Page text
★ ★ ★ ★ ★ ★ ★

I had never heard of British author Alice Thomas Ellis (1932-2005) until I read Guy’s review at His Futile Preoccupations but the review was enticing, and it was all too easy to download it to my Kindle.
Alas, it was not so easy to read, however, because this edition from Corsair is very badly formatted with stray hyphens causing mangled words all over the place. Although the formatting improved as it went along, it was very annoying in the early chapters – so if you find yourself tempted as I was, don’t follow my example and buy this Kindle edition. Not when you can buy a proper second-hand paperback edition from Amazon for a song. #EndOfRant
The Birds of the Air reminded me straight away of Susan Johnson’s best-ever novel IMO, Life in Seven Mistakes. (See my review). Both novels are set around the dreaded Annual Family Gathering at Christmas, and black humour laces the story from start to finish. However, the novel by Ellis features an existential crisis of a different order altogether, because the main character Mary is still coming to terms with the death of her child, Robin, and isn’t ready for compulsory Christmas cheer.
However, I’m not inclined to be as hard on Mrs Marsh as Guy is.

★ ★ ★ ★ ★ ★ ★

Supplied entries

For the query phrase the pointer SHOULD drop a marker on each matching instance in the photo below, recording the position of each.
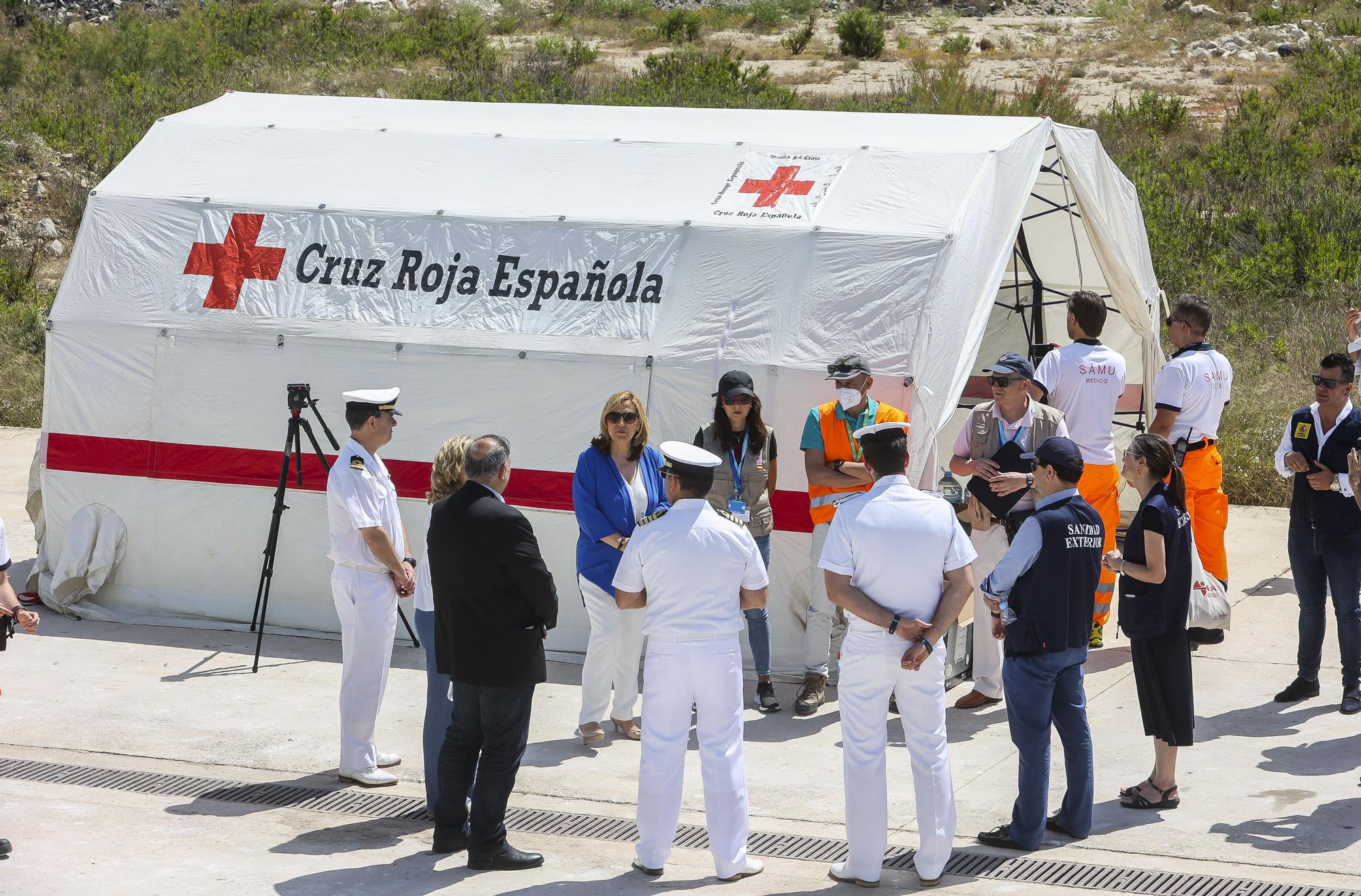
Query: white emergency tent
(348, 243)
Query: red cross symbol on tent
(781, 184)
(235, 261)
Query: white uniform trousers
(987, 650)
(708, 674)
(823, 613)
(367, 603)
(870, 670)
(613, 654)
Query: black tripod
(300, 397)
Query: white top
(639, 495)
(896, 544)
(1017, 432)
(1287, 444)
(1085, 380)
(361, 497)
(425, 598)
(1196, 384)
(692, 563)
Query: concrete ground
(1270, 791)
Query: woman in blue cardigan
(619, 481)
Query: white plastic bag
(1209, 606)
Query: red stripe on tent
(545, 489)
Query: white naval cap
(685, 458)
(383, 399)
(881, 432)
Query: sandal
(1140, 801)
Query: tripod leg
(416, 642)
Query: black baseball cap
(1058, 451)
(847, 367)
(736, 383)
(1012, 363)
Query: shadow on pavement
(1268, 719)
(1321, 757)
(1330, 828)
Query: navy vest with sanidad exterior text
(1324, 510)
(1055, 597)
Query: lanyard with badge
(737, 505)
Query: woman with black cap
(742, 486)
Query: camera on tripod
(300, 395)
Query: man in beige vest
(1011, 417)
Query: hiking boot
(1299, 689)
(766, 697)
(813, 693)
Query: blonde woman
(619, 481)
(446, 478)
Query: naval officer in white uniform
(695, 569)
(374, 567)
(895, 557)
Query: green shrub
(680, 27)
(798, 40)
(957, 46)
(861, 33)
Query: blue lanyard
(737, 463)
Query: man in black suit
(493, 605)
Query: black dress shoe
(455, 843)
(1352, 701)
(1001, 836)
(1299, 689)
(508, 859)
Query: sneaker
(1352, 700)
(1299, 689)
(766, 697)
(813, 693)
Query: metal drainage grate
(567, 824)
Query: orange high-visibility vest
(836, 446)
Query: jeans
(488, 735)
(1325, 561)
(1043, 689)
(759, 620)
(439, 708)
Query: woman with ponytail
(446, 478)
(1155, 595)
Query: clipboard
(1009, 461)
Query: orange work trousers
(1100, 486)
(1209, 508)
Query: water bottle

★ ★ ★ ★ ★ ★ ★

Work order
Can you return, word for word, the passage of the book review starting with "I had never" and going on through "to my Kindle."?

Exercise answer
I had never heard of British author Alice Thomas Ellis (1932-2005) until I read Guy’s review at His Futile Preoccupations but the review was enticing, and it was all too easy to download it to my Kindle.